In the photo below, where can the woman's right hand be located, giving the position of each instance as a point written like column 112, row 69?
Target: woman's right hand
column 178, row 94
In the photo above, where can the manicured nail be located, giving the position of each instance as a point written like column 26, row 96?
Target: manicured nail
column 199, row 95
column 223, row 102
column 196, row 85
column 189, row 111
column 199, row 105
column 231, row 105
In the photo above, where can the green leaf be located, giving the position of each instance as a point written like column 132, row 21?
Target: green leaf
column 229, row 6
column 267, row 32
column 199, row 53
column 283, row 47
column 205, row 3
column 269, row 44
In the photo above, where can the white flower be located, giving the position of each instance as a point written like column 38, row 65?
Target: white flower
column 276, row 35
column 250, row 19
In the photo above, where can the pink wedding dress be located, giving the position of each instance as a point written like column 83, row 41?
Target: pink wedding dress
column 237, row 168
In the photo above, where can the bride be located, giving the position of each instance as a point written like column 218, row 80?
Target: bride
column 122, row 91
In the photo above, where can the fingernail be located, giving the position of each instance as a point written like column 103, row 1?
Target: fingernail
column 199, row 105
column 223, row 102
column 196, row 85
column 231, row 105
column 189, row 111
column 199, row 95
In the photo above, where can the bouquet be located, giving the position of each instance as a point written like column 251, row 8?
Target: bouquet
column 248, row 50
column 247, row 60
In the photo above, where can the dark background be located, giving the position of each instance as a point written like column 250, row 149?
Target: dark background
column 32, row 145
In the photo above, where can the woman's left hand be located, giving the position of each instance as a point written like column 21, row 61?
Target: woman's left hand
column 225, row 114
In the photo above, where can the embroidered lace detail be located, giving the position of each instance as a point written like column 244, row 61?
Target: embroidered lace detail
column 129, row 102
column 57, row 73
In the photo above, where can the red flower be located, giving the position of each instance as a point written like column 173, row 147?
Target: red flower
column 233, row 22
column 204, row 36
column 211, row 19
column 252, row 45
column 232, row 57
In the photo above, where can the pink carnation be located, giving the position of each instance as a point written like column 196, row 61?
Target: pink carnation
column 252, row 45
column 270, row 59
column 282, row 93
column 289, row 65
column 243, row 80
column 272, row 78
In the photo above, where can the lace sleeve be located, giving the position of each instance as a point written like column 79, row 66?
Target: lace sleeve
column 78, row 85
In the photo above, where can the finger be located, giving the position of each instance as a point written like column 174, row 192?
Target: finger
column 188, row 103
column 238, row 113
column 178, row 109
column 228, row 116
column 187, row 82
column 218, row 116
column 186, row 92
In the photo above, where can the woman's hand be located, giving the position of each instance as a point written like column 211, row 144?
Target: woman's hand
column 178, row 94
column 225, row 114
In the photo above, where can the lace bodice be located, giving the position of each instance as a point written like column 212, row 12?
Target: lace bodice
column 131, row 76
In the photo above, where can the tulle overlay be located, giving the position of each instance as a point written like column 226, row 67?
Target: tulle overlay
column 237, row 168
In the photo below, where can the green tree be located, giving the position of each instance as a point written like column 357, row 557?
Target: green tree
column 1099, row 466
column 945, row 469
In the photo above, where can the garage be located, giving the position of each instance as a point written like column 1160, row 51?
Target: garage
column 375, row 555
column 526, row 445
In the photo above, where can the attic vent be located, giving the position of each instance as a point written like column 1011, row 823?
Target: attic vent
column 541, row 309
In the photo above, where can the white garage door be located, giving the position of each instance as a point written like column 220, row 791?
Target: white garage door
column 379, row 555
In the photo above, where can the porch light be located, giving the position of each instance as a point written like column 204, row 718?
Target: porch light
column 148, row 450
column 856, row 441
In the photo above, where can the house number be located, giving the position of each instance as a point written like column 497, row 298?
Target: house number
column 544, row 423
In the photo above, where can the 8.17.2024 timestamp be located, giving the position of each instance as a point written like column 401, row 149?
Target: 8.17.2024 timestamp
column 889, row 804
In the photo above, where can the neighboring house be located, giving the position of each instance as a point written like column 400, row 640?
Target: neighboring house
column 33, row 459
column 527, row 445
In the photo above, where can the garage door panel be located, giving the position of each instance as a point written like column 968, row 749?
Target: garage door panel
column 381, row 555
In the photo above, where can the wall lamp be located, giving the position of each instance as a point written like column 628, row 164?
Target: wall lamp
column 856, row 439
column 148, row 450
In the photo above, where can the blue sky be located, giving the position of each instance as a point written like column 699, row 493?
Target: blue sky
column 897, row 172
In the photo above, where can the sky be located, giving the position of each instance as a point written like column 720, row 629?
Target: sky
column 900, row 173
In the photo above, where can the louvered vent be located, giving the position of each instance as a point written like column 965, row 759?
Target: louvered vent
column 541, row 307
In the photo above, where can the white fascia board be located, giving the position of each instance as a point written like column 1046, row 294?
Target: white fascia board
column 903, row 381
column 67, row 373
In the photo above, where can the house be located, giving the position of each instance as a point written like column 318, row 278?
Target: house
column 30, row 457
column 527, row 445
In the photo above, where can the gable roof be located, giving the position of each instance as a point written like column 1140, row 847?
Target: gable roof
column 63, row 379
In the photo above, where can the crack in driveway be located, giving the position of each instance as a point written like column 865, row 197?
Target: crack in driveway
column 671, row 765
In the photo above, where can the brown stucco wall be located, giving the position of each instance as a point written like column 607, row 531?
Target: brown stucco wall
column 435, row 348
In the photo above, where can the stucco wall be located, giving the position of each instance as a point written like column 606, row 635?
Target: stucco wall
################
# PROBLEM:
Recast the lines above, from the one containing "In the photo above, where can the porch" through the one containing "column 856, row 441" inclusive, as a JSON list of strings with one string per line and blank lines omitted.

# ANSWER TO THE PROBLEM:
[
  "In the photo above, where can the porch light be located, giving the position of each instance as a point written like column 204, row 718?",
  "Target: porch light",
  "column 148, row 450",
  "column 856, row 441"
]